Hi and welcome to Incluse This! I’m your host, Sarah Kirwan, and this is a movement for disability equity. Today, we’re talking with Stephanie Keeney-Park, and we’re talking about uplifting and amplifying the voices of disabled women. Stephanie is a doctoral student at the University of California, Los Angeles, in the Department of Anthropology, where she studies medical/psychological and linguistic anthropology. She also holds a master’s degree in medical anthropology from Creighton University, in Omaha, Nebraska.

Sarah Kirwan

Stephanie’s research centers on the everyday lives of Black parents who have children with autism. She is also interested in the process of diagnosing a Black child with autism, as well as the healthcare disparities these families face. Stephanie is interested in centering the Black parent’s narrative and experience as the expert to decenter white ideologies on health, healthcare, disability, and Black culture. Her research stems from her experience as a Black woman, wife, and mother of two children. Stephanie’s oldest child is diagnosed with autism.

Sarah Kirwan

Good morning, Stephanie Keeney parks, and welcome to Incluse This! Can you believe that we're here?

Stephanie Keeney-Parks

I'm so excited. Thank you for having me.

Sarah Kirwan

I'm so excited. I remember the first time we spoke was at the very beginning of my planning period for this podcast, when it hadn't really been fully created and I still pretty much had no idea what I was doing, but I, I remember that we had a really great conversation that day with you and I and Dr. Molly bloom. And a few things come to mind when I think about that first conversation.

Sarah Kirwan

The the main thing that comes to mind for me is this laundry list of systemic barriers facing children of color in this country that I basically read off to you, which was like, yes, obviously Stephanie already knows these things, but I'm very grateful that you were one of my very initial conversations because you were so gracious and you taught me so much and educated me on so much. And, I really appreciated that conversation that we had.

Stephanie Keeney-Parks

Hey, right on. I’m glad it was helpful.

Sarah Kirwan

It was! This list that I read off to you included medical diagnoses delays, lack of access to resources, negative experiences with safety officers in schools, healthcare, financial inequities, systemic racism, inflamed relations with police officers as adults. I mean, the list just goes on and on.

Sarah Kirwan

What sticks out for me most is that you said, you know what, Sarah, despite all of that, I really want people to know that we still have joy that despite all those barriers, we still have joy. Hence the name of this podcast episode.

Stephanie Keeney-Parks

Oh, right on. That's great. I mean, we live in it all the time. It's part of the resistance, right?

Sarah Kirwan

Yeah, yes. Yes. And that relationship between joy and resistance. I love that. We're going to talk about that later in the episode, but I think we should start at the very beginning of your experience with your son who is diagnosed with autism. That was something that we started our conversation with.

#### Assignment 1:
List the systemic barriers facing children of color that the host reads off in the podcast transcript.
#### Assignment 2:
Summarize the podcast transcript in two sentences.
#### Assignment 3:
Pick up the podcast transcript where it stops and write what comes next.
The data that comes after has no connection to the podcast transcript.

#### Listed entries:
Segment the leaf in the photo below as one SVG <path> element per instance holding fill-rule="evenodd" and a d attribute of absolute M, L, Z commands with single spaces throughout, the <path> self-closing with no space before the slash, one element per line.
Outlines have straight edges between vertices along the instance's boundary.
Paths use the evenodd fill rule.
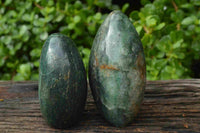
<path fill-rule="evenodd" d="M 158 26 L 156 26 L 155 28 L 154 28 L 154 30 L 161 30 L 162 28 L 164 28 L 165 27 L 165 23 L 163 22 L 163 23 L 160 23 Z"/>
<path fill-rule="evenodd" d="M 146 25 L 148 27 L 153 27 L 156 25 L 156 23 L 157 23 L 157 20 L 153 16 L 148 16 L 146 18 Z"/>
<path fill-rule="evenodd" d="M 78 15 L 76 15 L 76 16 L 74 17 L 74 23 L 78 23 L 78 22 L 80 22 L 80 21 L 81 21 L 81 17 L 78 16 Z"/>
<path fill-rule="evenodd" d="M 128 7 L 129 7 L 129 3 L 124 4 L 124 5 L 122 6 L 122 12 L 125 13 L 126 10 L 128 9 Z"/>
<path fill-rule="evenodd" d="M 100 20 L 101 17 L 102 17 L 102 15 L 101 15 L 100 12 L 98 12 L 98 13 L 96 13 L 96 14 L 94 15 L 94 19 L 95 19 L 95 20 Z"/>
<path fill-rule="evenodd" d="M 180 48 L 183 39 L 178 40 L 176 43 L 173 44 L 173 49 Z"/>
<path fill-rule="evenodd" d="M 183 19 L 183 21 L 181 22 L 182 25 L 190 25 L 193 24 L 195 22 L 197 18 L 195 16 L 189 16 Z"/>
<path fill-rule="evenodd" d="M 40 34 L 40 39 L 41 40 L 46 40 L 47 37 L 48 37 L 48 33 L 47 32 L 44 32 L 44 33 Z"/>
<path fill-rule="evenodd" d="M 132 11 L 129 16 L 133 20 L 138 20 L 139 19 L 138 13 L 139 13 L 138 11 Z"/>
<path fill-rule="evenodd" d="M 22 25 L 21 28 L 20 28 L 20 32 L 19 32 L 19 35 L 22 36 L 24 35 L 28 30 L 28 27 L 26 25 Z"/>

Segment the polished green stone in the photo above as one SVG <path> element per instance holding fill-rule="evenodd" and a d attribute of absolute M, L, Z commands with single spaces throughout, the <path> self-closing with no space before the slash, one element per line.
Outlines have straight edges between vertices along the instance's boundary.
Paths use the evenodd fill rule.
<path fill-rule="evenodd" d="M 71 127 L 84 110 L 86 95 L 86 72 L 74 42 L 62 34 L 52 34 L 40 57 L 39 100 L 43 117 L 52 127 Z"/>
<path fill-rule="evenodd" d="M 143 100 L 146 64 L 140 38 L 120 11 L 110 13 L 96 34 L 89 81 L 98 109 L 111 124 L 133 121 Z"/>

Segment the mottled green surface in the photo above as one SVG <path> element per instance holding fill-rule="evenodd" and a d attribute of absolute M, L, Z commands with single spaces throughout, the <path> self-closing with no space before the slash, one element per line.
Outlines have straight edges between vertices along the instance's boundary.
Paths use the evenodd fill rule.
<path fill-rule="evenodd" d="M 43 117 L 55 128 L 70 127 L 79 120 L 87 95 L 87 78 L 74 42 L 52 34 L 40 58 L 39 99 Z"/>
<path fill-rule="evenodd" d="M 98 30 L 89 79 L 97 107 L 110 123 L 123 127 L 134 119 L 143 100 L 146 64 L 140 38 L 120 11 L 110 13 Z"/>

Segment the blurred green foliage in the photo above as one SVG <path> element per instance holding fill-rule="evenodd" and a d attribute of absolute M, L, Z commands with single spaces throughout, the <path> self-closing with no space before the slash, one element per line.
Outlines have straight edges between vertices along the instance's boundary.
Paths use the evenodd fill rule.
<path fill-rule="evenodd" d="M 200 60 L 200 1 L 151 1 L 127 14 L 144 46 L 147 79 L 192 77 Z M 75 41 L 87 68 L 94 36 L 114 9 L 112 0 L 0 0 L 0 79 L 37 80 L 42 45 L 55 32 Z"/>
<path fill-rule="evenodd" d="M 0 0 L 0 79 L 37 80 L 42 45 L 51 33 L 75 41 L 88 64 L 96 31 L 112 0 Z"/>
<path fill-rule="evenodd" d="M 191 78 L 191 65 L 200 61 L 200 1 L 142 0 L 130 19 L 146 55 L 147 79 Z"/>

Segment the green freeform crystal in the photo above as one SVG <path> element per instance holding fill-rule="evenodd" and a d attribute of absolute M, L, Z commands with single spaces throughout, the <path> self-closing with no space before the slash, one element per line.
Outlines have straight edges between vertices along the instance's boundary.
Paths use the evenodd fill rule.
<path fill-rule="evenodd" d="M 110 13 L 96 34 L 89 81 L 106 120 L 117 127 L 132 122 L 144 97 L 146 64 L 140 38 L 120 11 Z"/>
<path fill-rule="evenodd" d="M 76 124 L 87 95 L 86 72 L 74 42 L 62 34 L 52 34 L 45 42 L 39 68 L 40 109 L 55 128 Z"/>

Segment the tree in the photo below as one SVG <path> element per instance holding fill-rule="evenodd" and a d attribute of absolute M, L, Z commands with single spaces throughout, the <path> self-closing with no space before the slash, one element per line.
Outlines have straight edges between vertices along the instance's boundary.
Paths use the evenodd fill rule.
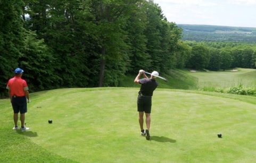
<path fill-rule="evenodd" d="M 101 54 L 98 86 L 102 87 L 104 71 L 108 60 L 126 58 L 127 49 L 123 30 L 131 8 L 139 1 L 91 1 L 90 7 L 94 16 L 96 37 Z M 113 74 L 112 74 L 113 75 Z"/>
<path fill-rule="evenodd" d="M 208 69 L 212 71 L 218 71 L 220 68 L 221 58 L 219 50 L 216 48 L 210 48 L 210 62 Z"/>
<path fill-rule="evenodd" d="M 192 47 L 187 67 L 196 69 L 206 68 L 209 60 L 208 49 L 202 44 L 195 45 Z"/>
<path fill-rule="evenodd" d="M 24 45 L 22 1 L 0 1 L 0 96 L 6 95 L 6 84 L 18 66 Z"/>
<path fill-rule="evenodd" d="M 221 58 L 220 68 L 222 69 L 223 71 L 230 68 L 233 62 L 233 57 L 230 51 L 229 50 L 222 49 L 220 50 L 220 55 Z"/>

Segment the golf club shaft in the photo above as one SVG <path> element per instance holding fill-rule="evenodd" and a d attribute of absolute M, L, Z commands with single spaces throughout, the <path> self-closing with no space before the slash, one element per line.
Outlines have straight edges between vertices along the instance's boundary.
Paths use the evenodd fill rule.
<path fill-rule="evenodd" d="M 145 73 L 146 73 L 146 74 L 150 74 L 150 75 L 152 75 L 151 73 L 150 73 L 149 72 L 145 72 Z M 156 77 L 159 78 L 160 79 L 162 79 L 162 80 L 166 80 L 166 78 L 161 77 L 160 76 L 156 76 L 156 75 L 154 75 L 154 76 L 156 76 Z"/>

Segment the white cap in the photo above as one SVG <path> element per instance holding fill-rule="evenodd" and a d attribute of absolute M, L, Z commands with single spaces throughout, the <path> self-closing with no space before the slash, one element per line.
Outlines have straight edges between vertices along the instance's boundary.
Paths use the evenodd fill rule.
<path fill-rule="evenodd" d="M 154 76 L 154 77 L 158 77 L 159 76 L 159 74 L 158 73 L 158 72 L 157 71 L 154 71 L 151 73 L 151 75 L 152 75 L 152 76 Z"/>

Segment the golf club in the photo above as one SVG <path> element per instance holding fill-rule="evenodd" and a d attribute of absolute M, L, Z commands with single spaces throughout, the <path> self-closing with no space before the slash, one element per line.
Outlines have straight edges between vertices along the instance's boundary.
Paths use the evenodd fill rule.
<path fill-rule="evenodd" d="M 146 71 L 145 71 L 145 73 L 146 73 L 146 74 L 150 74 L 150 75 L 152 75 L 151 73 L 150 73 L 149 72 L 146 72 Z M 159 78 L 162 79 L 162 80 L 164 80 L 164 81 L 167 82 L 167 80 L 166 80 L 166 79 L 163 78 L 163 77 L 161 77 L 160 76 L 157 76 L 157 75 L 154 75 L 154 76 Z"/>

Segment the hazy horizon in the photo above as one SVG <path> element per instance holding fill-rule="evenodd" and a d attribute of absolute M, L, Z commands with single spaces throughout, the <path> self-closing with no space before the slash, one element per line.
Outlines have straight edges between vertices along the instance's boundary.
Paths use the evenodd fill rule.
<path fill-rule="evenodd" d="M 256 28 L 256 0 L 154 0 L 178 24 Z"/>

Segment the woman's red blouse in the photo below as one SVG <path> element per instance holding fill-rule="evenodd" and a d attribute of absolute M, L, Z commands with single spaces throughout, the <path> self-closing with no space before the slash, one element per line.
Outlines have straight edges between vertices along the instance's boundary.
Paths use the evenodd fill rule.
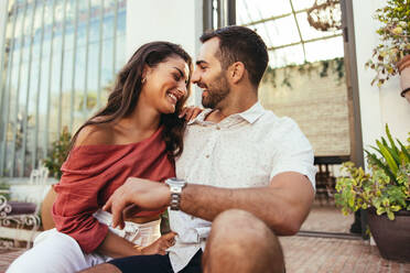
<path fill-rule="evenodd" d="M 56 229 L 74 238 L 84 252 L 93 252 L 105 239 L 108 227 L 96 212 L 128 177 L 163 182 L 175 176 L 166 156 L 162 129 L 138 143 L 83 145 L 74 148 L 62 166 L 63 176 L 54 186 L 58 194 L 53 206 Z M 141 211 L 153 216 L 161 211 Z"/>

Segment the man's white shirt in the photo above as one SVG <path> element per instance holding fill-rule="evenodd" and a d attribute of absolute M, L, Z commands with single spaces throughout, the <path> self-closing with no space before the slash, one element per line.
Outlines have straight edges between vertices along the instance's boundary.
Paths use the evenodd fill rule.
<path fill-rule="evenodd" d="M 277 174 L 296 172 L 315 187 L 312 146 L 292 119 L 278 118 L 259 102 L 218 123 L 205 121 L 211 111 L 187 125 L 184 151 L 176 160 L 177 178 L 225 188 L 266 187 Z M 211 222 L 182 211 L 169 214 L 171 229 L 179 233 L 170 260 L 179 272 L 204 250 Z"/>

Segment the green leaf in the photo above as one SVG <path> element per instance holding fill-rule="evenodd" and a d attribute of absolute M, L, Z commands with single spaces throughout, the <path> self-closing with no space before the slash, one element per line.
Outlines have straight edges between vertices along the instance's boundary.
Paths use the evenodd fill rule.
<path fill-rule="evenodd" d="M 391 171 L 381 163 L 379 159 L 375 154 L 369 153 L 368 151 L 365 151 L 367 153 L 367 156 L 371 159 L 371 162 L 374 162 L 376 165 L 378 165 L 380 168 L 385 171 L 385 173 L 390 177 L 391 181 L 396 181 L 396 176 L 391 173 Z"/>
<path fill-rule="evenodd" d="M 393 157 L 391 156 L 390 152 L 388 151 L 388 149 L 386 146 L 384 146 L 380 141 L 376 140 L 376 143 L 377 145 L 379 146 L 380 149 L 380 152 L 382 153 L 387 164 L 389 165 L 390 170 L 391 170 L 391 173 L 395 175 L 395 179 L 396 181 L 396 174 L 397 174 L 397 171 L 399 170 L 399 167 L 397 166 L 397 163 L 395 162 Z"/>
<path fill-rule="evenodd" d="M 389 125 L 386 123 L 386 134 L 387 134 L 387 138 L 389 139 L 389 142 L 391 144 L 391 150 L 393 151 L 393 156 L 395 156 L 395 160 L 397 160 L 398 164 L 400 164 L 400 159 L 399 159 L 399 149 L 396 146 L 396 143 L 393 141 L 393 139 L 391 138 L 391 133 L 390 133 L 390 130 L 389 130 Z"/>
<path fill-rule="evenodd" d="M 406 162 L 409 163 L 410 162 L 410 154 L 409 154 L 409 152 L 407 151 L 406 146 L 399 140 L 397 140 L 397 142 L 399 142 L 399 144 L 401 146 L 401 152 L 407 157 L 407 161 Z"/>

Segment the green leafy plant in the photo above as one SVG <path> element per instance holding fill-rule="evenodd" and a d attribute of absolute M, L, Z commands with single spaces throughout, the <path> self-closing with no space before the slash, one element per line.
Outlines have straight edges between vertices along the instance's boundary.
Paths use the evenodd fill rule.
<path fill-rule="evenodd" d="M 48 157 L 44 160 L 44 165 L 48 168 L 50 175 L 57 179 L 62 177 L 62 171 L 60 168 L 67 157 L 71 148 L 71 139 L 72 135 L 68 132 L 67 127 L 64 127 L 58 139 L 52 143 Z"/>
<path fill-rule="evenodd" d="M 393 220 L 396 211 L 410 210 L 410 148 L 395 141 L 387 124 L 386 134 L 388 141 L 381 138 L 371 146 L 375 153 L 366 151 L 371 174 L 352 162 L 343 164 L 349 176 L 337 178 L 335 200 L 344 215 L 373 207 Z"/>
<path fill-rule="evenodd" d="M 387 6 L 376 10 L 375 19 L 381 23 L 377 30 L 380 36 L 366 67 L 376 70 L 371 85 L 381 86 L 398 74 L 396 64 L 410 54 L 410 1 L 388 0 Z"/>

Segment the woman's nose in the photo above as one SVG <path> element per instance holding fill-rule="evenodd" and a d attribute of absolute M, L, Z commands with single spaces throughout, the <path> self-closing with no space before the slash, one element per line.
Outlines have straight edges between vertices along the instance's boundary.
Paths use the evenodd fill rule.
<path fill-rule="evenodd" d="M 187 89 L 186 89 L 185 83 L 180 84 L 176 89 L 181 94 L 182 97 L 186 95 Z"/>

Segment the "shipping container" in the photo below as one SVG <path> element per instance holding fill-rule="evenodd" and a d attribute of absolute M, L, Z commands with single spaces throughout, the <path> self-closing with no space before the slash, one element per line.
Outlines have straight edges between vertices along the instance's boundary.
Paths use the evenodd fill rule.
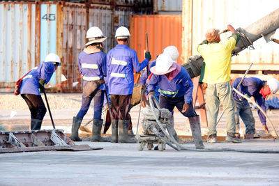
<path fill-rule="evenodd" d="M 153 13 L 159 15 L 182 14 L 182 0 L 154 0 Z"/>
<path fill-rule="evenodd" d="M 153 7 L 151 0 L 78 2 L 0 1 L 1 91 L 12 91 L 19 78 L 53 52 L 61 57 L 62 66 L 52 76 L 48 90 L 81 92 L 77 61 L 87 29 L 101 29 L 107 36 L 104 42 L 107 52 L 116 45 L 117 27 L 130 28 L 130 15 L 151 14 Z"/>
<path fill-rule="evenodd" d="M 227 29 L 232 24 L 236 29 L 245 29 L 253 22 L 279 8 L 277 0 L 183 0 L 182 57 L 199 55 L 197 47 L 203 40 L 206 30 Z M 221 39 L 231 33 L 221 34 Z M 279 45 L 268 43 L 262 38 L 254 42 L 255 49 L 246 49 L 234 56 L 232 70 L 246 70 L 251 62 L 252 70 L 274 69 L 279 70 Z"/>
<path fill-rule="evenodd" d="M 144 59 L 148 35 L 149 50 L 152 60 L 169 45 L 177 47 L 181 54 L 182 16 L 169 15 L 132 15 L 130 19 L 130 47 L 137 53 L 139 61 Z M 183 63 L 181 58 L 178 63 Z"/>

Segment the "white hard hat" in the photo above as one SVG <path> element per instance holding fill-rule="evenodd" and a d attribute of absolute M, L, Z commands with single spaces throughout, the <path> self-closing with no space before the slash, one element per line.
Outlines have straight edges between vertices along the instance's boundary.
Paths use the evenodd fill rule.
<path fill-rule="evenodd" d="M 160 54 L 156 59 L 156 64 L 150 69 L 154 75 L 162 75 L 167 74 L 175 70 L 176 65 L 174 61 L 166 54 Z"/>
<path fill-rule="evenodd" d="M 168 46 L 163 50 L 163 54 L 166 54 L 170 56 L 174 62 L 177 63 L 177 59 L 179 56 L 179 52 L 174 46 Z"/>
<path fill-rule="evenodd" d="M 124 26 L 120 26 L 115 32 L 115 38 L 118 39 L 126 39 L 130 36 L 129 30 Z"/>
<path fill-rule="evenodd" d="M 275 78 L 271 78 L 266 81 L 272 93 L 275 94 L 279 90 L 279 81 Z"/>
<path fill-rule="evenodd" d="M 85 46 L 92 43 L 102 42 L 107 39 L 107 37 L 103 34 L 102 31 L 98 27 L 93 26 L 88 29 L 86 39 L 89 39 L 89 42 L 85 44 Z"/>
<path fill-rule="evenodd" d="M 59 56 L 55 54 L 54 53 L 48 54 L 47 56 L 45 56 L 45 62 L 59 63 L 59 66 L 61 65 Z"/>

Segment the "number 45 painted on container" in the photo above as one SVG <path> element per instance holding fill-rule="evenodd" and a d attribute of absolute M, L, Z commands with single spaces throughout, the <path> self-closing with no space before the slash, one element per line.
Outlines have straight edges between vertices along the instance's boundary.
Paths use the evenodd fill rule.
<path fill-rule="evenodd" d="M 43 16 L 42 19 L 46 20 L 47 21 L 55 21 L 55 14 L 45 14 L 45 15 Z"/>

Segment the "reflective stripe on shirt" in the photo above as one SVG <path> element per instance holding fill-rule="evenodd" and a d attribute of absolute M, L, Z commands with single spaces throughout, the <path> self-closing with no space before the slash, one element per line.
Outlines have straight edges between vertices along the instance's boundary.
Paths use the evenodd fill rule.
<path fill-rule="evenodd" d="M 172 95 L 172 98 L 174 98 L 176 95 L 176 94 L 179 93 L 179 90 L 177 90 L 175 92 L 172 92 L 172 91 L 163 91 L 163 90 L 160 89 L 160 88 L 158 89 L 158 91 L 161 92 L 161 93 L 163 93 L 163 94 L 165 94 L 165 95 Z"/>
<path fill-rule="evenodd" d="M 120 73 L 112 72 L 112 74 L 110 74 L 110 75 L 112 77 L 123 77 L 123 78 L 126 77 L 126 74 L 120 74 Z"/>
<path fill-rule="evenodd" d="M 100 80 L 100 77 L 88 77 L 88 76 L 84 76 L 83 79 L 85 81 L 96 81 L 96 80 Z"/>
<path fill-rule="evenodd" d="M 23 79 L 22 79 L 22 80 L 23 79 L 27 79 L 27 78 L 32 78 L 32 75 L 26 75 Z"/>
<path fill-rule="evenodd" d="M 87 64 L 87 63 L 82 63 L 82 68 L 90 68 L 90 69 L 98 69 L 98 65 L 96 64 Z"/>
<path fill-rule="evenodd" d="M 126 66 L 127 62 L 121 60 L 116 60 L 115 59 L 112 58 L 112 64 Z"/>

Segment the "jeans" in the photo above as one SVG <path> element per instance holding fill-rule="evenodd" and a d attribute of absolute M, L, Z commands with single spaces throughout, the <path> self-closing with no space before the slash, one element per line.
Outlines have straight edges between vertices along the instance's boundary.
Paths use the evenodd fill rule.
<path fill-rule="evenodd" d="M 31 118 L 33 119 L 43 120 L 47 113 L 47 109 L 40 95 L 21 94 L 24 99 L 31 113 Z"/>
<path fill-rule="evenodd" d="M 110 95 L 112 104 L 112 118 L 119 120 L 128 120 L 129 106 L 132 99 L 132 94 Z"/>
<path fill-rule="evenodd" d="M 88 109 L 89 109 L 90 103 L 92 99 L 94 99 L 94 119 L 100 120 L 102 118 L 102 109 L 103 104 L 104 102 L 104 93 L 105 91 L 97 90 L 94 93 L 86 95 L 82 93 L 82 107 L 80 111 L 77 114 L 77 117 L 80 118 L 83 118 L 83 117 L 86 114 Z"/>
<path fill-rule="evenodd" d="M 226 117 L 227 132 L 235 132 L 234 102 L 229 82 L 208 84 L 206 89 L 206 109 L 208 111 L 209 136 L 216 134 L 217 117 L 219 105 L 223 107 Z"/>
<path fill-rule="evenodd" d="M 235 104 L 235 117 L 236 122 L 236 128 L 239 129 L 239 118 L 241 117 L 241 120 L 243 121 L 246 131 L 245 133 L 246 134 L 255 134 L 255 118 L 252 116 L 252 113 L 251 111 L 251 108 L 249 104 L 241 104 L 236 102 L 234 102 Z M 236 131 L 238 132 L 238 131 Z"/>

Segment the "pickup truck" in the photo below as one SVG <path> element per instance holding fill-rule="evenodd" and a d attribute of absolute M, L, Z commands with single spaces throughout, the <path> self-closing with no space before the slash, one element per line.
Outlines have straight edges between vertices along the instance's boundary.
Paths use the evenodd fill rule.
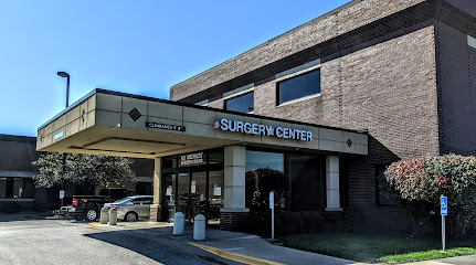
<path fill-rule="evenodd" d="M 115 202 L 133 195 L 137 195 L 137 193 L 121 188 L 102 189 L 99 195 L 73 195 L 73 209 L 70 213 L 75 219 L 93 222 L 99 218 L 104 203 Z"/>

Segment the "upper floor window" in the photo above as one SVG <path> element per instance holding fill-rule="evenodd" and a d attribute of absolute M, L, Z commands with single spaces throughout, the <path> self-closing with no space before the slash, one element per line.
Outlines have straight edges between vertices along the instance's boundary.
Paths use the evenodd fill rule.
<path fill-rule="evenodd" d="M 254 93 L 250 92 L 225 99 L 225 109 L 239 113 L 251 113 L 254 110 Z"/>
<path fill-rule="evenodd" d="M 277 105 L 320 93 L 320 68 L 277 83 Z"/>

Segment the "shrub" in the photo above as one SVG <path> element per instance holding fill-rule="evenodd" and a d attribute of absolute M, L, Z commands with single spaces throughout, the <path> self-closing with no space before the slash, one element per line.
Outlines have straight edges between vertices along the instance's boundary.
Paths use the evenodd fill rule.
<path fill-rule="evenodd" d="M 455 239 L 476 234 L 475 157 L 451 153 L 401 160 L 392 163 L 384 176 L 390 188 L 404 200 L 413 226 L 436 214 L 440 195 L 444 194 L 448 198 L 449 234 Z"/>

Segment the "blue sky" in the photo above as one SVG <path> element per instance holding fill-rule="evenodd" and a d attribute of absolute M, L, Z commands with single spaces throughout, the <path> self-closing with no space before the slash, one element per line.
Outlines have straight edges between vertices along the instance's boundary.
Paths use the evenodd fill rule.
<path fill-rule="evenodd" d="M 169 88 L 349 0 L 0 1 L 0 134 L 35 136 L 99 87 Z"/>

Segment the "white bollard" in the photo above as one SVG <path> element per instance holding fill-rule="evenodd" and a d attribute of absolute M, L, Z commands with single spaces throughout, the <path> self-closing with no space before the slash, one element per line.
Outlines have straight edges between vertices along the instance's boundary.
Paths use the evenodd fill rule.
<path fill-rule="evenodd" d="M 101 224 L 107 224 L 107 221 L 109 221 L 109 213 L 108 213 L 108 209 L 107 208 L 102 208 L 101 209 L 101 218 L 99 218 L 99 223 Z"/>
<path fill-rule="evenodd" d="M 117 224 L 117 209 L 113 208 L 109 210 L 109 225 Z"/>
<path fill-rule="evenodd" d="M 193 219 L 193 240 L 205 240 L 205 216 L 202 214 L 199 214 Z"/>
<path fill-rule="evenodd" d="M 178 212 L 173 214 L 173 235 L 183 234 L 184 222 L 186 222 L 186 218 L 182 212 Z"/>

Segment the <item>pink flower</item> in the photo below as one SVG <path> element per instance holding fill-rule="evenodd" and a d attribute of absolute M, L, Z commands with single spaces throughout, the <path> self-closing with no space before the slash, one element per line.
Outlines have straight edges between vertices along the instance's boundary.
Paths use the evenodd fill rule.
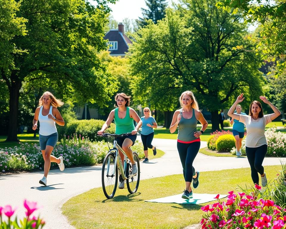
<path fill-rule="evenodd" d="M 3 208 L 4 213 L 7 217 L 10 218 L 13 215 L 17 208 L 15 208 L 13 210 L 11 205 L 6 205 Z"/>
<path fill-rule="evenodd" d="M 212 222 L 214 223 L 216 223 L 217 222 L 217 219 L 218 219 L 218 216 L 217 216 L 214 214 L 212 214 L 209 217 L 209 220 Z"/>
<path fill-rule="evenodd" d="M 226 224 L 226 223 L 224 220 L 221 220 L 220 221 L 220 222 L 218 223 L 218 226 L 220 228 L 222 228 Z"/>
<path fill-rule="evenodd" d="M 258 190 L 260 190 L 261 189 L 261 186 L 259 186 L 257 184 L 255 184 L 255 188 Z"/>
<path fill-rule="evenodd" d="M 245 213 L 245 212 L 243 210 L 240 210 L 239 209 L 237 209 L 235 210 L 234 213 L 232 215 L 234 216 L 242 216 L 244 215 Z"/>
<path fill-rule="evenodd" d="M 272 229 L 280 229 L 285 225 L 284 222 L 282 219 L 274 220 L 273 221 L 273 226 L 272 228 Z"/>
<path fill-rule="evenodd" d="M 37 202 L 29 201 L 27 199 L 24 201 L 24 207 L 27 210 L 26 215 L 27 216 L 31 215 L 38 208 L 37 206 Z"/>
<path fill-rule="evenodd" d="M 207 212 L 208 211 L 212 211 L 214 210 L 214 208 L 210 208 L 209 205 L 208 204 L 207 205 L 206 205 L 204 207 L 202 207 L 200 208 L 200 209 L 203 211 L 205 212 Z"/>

#### Response 1:
- medical diagnoses delays
- lack of access to resources
- negative experiences with safety officers in schools
- healthcare
- financial inequities
- systemic racism
- inflamed relations with police officers as adults

#### Response 2:
On Incluse This!, host Sarah Kirwan talks with Stephanie Keeney-Park, a UCLA anthropology doctoral student whose research centers on Black parents who have children with autism, about uplifting and amplifying the voices of disabled women. Kirwan recalls their first conversation, in which Stephanie said that despite a long list of systemic barriers, "we still have joy," and Stephanie calls that joy part of the resistance.

#### Response 3:
Stephanie Keeney-Parks

Yeah, sure. Like most folks don't really think about disability because we live in such an able-ized and stigmatized society or enabling and stigmatizing society until it's like near you. Right. My son, having autism clearly changed my world, for the absolute better. Like most people, I struggled getting a diagnosis for him. I knew that he had autism. He was four and not potty trained and not speaking, having some pretty serious tantrums, is inconsolable had some, like really typical what would be autism traits that would be diagnosable. Right.

Stephanie Keeney-Parks

For us, I remember my husband had deployed to somewhere and it was Christmas. And, I was just in tears because for me when, that when Del would tantrum and I couldn't console my baby. Right. Like I couldn't make him okay. I couldn't make him happy. I didn't know how to calm him down. That was just awful.

Stephanie Keeney-Parks

He wasn't okay. That's just not sustainable for me or, for most parents, I also couldn't get our pediatrician to diagnose him and I couldn't get the school district to diagnose him. The school district actually called me and was like, we can't get him to get, sit in a chair. We don't know what to do with this little kid, et cetera. He was in preschool and, had some like global delay and speech delay type diagnoses, but not an autism diagnosis. I just knew that was what I was looking. I went to the base hospital where were stationed and I, and when you go to the hospital, they give you a little sheet of paper and ask you if you will harm yourself or, you need help in an immediate way. And I marked yes. Because I knew they'd take me immediately to a psychologist.

Stephanie Keeney-Parks

I brought my son with me and I, I walked in to the psychologist. They said, what's wrong. We got, are you okay? I said, I'm absolutely not okay. Can't get anybody to pay attention to the fact that my child has autism and I need you to listen to me. That's kind of how our diagnostic process started. Like a lot of folks, when your kid is diagnosed with autism, they'll tell you things like, they just tell you so much silliness. I think a lot of parents, because we live in such an ableist world, we don't quite understand what we're looking at and it, when it comes to disability and you start from this framework of cure, the kid, cure the kid, you know what I mean?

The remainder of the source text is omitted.